ИСХОДНЫЙ ТЕКСТ:
------------------------------

В этот момент и заболевает Николай Второй. К концу октября выясняется, что это не пустяковая простуда, а брюшной тиф. Болезнь протекает очень тяжело: на протяжении почти целого месяца (с конца октября до двадцатых чисел ноября) не исключалась вероятность летального исхода.
Именно сочетание этих факторов – ожидание рождения наследника в царской семье и опасение возможной смерти императора – породило всеобщее брожение умов. Проблема была в том, что законы Российской Империи не предусматривали такой ситуации – когда в царской семье ожидают рождения сына (то есть законнейшего наследника правящего императора по прямой нисходящей линии), но император умирает, не дожив до этого радостного события (а следовательно, престол должен перейти ближайшему мужскому представителю династии). Положение складывалось более чем щекотливое. Что особенно важно – никак не оговорённое законами о престолонаследии!
То, что немедленная передача престола (в случае смерти императора) его младшему брату Михаилу Александровичу была бы не лучшим выходом, понимали многие. В частности, об этом писал обер-прокурор Святейшего Синода Победоносцев: «Императрица беременна и может родить сына, который будет прямым наследником. В этих обстоятельствах великий князь Михаил Александрович не может принять на себя державу. Как тут быть, когда нет никакого государственного акта на этот случай?» А уж более консервативного и осторожного «охранителя порядка», нежели Константин Петрович Победоносцев, в России нельзя было отыскать!
При таких непростых обстоятельствах в Крыму состоялось совещание с участием представителей правительства и Дома Романовых, на котором обсуждался вопрос о том, как быть, в случае если болезнь императора примет трагический оборот. Если верить Витте, именно он в ходе этого совещания выступил наиболее убеждённым сторонником соблюдения буквы закона (заметим: закона, не предусмотревшего такой уникальный случай!) – то есть настаивал на необходимости незамедлительной передачи престола (в случае смерти императора) великому князю Михаилу Александровичу.
По воспоминаниям Витте, военного министра Куропаткина на том совещании не было. Через несколько дней Куропаткин заехал к Витте позавтракать и задал вопрос о проходившем без него совещании. При этом (если верить мемуарам Витте) между ними произошла следующая сценка: «Он говорит: «Я не мог приехать», – а затем встал в трагическую позу и, ударяя себя в грудь, сказал мне очень громким голосом:
– Я свою Императрицу в обиду не дам.
Зная Алексея Николаевича за комедианта балаганных трупп, я этому выражению его не придал никакого значения и сказал:
– Почему, Алексей Николаевич, Вы принимаете на себя привилегию не давать в обиду никому – Императрицу? Это право принадлежит всем, а в том числе и мне».

------------------------------

Ответьте по тексту о болезни Николая Второго:
(a) Какой болезнью заболел император?
(b) Где состоялось совещание представителей правительства и Дома Романовых?
(c) Какую должность занимал Куропаткин?

------------------------------

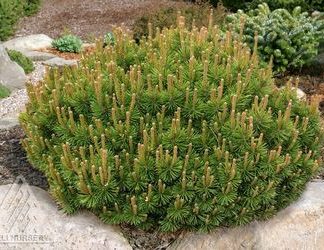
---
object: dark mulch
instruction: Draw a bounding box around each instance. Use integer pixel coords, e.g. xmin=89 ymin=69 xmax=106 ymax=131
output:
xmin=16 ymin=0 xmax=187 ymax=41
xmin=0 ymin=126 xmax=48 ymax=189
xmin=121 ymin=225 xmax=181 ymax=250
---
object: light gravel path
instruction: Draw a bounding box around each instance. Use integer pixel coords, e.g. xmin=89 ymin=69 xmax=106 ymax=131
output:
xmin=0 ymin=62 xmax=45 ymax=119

------------------------------

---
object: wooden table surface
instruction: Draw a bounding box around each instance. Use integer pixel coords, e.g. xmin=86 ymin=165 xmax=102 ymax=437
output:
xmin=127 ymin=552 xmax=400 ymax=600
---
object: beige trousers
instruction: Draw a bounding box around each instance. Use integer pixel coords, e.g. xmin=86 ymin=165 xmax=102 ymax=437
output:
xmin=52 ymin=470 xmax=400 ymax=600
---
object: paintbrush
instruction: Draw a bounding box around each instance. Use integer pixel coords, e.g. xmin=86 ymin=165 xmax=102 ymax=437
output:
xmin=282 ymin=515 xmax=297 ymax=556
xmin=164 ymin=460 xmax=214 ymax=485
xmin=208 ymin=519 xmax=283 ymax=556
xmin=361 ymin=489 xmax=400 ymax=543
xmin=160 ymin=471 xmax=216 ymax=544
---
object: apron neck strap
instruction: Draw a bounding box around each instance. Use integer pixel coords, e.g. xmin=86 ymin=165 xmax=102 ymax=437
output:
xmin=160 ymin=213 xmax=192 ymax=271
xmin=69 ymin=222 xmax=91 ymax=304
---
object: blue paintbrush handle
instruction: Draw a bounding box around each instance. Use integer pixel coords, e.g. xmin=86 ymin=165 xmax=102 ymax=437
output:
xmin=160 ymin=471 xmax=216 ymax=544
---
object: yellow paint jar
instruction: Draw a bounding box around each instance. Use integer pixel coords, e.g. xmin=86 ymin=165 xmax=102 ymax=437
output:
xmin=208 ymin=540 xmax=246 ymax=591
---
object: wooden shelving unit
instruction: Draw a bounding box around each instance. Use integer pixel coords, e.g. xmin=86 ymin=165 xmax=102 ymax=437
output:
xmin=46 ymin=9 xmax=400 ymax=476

------------------------------

ОТВЕТ:
(a) Брюшным тифом.
(b) В Крыму.
(c) Военного министра.